------ Extracted material ------

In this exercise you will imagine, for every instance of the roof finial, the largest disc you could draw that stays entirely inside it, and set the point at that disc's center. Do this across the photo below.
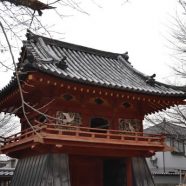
(125, 56)
(151, 79)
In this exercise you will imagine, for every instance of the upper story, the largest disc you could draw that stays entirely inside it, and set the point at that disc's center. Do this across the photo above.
(59, 85)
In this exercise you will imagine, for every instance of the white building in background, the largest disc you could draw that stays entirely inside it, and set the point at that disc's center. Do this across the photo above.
(169, 168)
(7, 167)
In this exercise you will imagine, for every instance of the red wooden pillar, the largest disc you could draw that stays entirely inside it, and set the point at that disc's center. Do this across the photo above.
(129, 171)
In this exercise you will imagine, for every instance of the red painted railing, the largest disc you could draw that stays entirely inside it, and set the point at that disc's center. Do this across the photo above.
(77, 132)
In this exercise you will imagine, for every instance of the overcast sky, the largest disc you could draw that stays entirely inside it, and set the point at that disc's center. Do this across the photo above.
(139, 27)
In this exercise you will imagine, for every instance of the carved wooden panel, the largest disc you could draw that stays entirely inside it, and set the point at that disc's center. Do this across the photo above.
(68, 118)
(133, 125)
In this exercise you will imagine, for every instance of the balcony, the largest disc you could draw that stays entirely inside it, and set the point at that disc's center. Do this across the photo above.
(81, 140)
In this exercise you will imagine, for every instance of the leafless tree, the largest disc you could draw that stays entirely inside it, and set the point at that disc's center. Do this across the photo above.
(176, 115)
(16, 16)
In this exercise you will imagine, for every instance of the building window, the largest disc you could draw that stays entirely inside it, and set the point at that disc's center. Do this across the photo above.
(133, 125)
(68, 118)
(179, 148)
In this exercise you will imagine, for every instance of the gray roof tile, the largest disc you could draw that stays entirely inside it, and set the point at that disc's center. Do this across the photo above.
(91, 66)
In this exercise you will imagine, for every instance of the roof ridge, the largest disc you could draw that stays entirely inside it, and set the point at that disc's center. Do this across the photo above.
(31, 35)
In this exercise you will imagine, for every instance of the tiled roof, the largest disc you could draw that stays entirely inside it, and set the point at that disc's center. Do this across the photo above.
(6, 172)
(90, 66)
(167, 128)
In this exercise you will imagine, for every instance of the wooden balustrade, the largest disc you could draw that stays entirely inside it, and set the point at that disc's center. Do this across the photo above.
(97, 134)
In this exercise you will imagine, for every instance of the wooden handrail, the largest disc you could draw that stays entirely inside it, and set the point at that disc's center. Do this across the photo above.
(86, 132)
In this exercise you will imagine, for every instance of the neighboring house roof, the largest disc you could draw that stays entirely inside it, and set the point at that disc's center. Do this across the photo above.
(87, 65)
(6, 172)
(167, 129)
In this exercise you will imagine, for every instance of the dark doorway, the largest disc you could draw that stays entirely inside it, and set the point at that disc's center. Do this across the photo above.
(100, 123)
(114, 172)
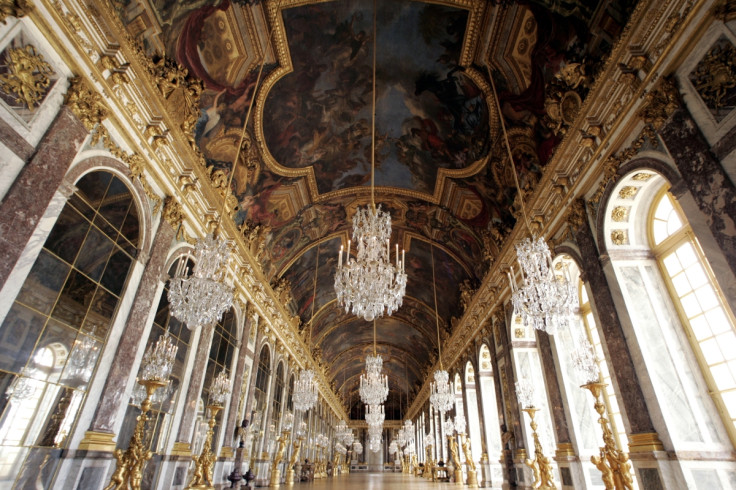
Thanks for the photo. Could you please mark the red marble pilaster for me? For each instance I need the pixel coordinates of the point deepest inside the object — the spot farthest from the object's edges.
(619, 356)
(30, 194)
(113, 393)
(195, 385)
(232, 417)
(562, 429)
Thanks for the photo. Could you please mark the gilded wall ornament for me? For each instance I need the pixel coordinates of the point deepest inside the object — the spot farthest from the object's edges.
(620, 237)
(714, 77)
(172, 212)
(86, 104)
(14, 8)
(28, 75)
(660, 103)
(620, 213)
(628, 192)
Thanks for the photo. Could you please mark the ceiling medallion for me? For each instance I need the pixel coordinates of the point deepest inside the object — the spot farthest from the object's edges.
(370, 283)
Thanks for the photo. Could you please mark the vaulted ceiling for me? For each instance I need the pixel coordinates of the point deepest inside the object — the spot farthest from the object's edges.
(441, 168)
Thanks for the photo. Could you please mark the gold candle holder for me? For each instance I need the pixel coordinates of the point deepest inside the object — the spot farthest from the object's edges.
(292, 461)
(130, 463)
(204, 464)
(613, 463)
(277, 457)
(540, 466)
(472, 473)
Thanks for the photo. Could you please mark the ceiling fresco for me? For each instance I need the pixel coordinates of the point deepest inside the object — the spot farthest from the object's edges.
(441, 167)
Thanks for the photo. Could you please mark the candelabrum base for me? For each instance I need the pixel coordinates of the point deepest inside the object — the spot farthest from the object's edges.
(472, 479)
(275, 478)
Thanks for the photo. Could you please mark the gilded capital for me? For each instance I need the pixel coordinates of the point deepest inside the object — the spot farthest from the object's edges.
(85, 103)
(14, 8)
(172, 212)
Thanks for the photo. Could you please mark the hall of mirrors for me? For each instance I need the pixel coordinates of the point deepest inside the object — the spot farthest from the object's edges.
(131, 130)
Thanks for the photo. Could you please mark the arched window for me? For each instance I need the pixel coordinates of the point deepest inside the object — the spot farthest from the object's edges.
(51, 338)
(699, 301)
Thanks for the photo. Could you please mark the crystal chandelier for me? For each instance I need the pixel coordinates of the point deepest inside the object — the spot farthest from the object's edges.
(370, 284)
(373, 384)
(584, 361)
(375, 416)
(544, 300)
(202, 298)
(305, 391)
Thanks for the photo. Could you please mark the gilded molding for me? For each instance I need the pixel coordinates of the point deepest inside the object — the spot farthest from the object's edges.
(14, 8)
(85, 103)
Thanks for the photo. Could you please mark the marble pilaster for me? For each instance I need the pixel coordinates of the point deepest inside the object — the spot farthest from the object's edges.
(230, 439)
(113, 393)
(29, 196)
(186, 426)
(705, 177)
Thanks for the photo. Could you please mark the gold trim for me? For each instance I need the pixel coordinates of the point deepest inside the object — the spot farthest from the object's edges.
(181, 449)
(645, 442)
(565, 450)
(98, 441)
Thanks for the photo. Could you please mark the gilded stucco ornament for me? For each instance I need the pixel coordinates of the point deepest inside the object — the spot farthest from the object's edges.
(28, 75)
(14, 8)
(85, 103)
(660, 103)
(172, 212)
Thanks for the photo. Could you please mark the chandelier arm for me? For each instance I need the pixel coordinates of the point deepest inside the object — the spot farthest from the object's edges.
(436, 314)
(269, 47)
(373, 115)
(508, 149)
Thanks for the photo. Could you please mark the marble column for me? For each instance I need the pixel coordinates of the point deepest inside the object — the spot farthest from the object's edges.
(565, 454)
(183, 446)
(705, 177)
(32, 191)
(231, 439)
(113, 396)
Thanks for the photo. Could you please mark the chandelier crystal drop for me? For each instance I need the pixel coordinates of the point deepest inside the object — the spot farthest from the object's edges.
(375, 416)
(305, 391)
(370, 284)
(202, 298)
(159, 359)
(373, 384)
(441, 398)
(525, 393)
(584, 361)
(544, 300)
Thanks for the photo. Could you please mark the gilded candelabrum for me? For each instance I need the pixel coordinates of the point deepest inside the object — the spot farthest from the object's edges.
(452, 445)
(204, 464)
(292, 460)
(613, 463)
(130, 463)
(472, 473)
(277, 457)
(428, 462)
(543, 477)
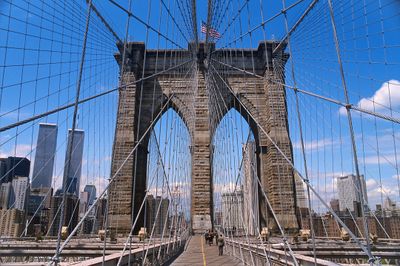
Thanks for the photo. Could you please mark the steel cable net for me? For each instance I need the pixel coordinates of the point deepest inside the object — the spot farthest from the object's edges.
(102, 123)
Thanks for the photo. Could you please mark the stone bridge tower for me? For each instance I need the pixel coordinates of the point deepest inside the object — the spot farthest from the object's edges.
(261, 102)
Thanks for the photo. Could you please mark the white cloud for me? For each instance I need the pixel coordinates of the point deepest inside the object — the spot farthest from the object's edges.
(388, 95)
(21, 150)
(381, 159)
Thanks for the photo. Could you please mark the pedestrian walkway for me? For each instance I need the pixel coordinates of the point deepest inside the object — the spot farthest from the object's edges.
(199, 253)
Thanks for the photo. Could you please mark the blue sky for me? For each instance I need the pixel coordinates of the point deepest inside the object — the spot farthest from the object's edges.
(40, 49)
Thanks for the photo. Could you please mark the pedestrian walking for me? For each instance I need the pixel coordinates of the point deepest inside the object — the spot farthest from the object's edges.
(221, 244)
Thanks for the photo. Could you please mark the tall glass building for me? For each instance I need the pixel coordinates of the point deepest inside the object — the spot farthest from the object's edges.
(73, 176)
(44, 159)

------

- [What is expected]: Reproduce the line that contains "the pedestrian walking" and each line after it through the last line of the entries above, exactly; leave out all earlier lines.

- [Exercise response]:
Thanks for the photo. Could you please mark the pedestrian walking for me? For each instance I need the pixel coordinates of the point deepest inside the object — the spot farthest from the object's edges.
(221, 244)
Thanks for the photo. Could you please mark the tall glass building for me? For each instance I need the pixel coordinates of the point deepest inside the object — the spot farthest from the object's edges.
(73, 176)
(44, 159)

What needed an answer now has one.